Énoncés des exercices ::
(a) Traduisez en anglais cette phrase du texte : « Oui, je sais, tu vas trouver ma tirade par trop lyrique, affublée d’un désuet romantisme. »
(b) Prolongez le texte lyrique dans le même registre, en reprenant après sa dernière phrase, celle qui évoque Hölderlin.

Texte ::
━━━━━━━━━━━━━━━━━━━━

Combien il était heureux, pour l’éternel solitaire que je suis, d’entendre cette voix douce telle une mousse, d’écouter cette longue rumeur qui sortait de toi, telle une plainte ou bien un souhait, peut-être un regret armorié qui dessinait sur ton corps de sirène les subtils tatouages de ta présence. Sais-tu, au moins, la gerbe de glace que tu avais instillée en mon âme, ce froid souverain qui m’eût métamorphosé en pur stalagmite si, soudain, absente de mon horizon, je m’étais retrouvé transi, avec, au loin, les échos de ton souffle répercutés par le peuple sombre des rochers ? Oui, je sais, tu vas trouver ma tirade par trop lyrique, affublée d’un désuet romantisme. Oui, je sais, Hypérion est si loin, son Aimée la belle Diotima si fragile dans le temps qui frissonne, Hölderlin isolé dans son empyrée poétique.

━━━━━━━━━━━━━━━━━━━━

Matériel collecté ::

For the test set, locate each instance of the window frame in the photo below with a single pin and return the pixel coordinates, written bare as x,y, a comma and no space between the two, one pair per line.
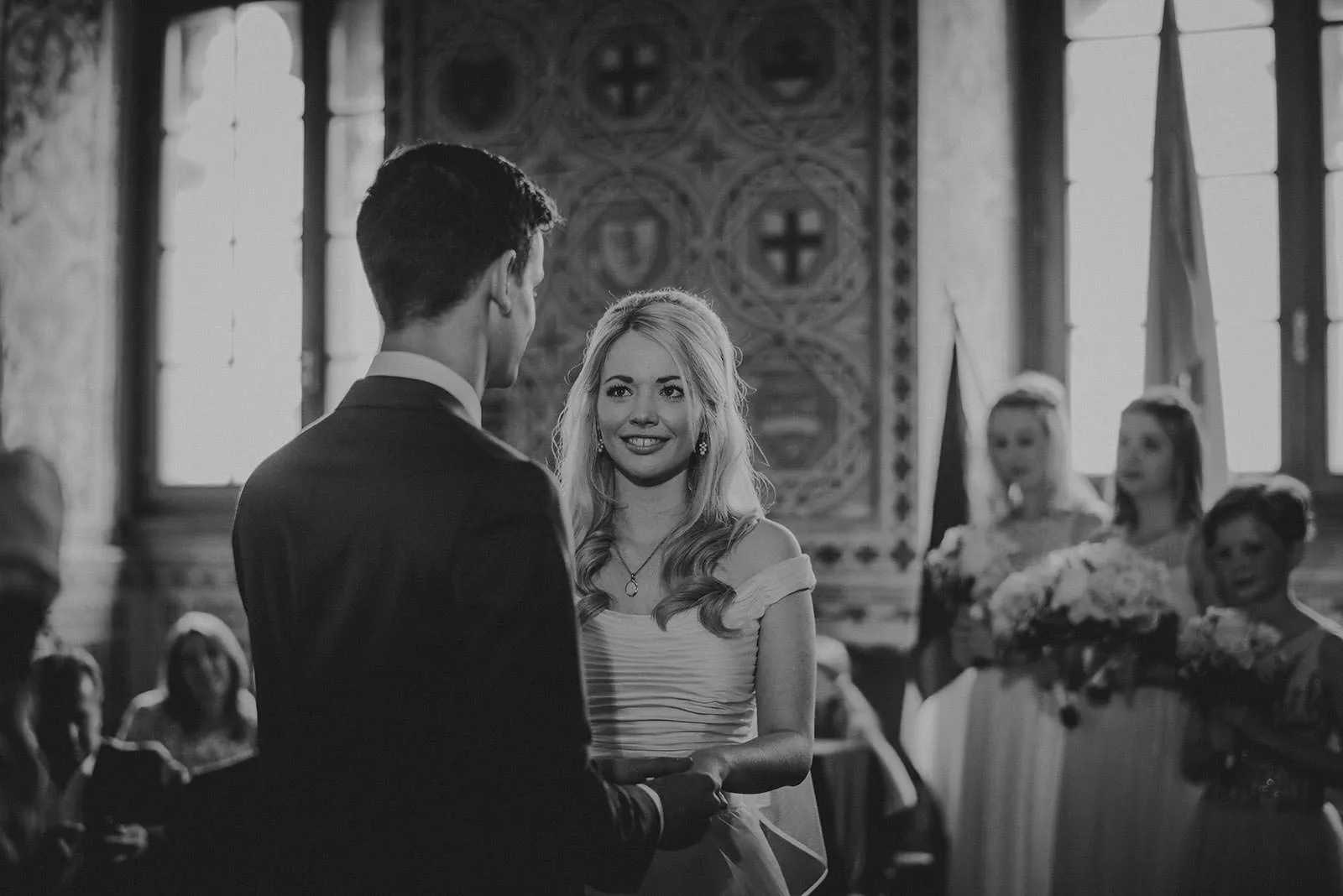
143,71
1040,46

━━━━━━━━━━━━━━━━━━━━

Corrigés des exercices ::
(a) Yes, I know, you will find my tirade far too lyrical, decked out in an outdated romanticism.

(b)
Mais qui donc encore se soucie donc de ces bluettes venues du fin fond des siècles avec la nostalgie des terres antiques : Le Péloponnèse, nommé « Argos » par Homère le plus grand des poètes de tous les temps ; l’Arcadie, patrie du dieu Pan ; l’Attique et ses sublimes céramiques ; des villes célèbres, Lacédémone, mentionnée déjà dans l’Iliade ; Olympie et son temple d’Héra ; Delphes où parle l’oracle d’Apollon à travers la Pythie ? Qui se soucie encore de l’Acropole, de l’Académie de Platon, de ses jardins, ses portiques, de la belle philosophie grecque aujourd’hui disparue ? Qui de la statuaire parfaitement apollinienne ? Qui donc ? Oh, certes, à Toi l’Inconnue, ma plainte paraîtra bien futile, abstraite du réel, un genre de nostalgie antiquaire dont notre monde, aujourd’hui si friand de compacte matérialité, se gaussera comme l’on se moque du nain ou du bossu. Vois-tu combien mon âme vogue au large d’elle-même à seulement invoquer les sophismes dont notre présent est accablé !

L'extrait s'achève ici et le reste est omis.